Hi,
Yes, of course! That has always seemed a bit unnatural to me. It's
harder to decide on the right source language lemma before translating
than doing it after translation.

The ambiguity in the source language is in most cases not present in the
target language. After translation you have will have an indication if
the translation "makes sense" or not, this could be quite useful when
choosing between two different translations due to ambiguity in the
source language.

But Apertium doesn't work that way. You just bet on one of the possible
source lemmas before translation.
And yes, ambiguity regarding how to translate that one and only source
lemma is a more limited task.

Can Apertium be manipulated somehow to translate all possible source
lemmas into translation hypotheses for the whole sentence (instead of
choosing just one source lemma)?

The lemmatisation seems to do half of the job: displaying all possible
lemmas, separated by '|'. I would like to continue one step further and
translate all possible variants (analyses) of a sentence. An example:

Apertium sv-da has some trouble to translate the sentence:

'ta en blå kon' (=take a blue cone) to danish. 'kon' might be the
indefinite form of 'kon' (= cone) or the definite form of 'ko' (= the
cow). We have:

 (kon→ kon<n>/ko<n>)

Translating the whole sentence would give us:

tag en blå kegle / tag en blå koen (= take a blue cone / take a blue the
cow)

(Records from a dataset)
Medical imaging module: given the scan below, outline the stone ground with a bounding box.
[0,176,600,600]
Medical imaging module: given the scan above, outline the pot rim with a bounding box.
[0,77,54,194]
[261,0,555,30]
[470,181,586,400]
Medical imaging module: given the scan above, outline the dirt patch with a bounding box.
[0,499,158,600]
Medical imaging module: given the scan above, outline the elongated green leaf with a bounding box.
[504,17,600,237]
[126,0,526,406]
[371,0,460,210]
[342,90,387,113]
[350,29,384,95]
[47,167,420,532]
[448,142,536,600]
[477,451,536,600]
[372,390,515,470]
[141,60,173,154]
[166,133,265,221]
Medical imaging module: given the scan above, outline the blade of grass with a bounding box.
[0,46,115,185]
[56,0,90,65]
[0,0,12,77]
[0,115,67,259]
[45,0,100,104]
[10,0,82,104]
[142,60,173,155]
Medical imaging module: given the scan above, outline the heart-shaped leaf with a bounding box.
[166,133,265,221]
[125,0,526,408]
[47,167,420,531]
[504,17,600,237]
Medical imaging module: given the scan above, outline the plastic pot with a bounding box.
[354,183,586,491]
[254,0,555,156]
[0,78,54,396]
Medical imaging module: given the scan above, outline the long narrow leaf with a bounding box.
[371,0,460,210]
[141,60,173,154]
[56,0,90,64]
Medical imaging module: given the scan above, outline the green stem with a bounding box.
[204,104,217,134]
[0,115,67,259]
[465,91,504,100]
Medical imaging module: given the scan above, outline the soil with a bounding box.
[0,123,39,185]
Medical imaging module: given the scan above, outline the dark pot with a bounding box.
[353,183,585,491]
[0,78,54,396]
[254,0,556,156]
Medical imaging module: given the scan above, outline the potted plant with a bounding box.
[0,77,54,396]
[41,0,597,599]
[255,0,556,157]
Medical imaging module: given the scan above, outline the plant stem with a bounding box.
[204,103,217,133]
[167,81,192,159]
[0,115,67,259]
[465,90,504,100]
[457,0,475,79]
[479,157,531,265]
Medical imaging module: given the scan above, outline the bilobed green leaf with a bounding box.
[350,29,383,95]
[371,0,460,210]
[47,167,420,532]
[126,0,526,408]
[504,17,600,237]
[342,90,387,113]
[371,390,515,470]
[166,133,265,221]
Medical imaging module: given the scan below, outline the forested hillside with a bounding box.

== Tasks ==
1. Using the Apertium passage, answer these questions:
(a) What does the passage give as the English meaning of 'ta en blå kon'?
(b) What character separates the possible lemmas that lemmatisation displays?
(c) Which Apertium language pair has trouble with the example sentence?
2. Retype part of the Apertium passage word for word. Begin at the words "But Apertium doesn't" and stop after "more limited task.".
3. Write what comes next in the Apertium passage, picking up right after its last sentence.

== Per-task answers ==
1.
(a) Take a blue cone.
(b) '|'
(c) sv-da

2.
But Apertium doesn't work that way. You just bet on one of the possible
source lemmas before translation.
And yes, ambiguity regarding how to translate that one and only source
lemma is a more limited task.

3.
Wouldn't that be quite revealing in many cases? In this case e.g. a
statistical language model could easily separate the wheat from the
chaff.

BTW Apertium sv-da bets on the second option.

Yours,
Per Tunedal


On Thu, Mar 3, 2016, at 21:53, Kevin Brubeck Unhammer wrote:
> Per Tunedal <[email protected]> čálii:
> 
> > If the constraint-based lexical selection module is used for a pair, I
> > cannot see why it couldn't be used. The rules are already in place. All
> > you have to do is to translate the ambiguous sentences and let the
> > module select the best translation.
> >
> > The tricky bit would be to use this information backwards to choose the
> > right lemma in the original language. I'm not savvy enough to figure out
> > how to do it.
> 
> The right source language lemma is already selected by the time lexical
> selection runs. Lexical selection is about selecting the right *target*
> language lemma.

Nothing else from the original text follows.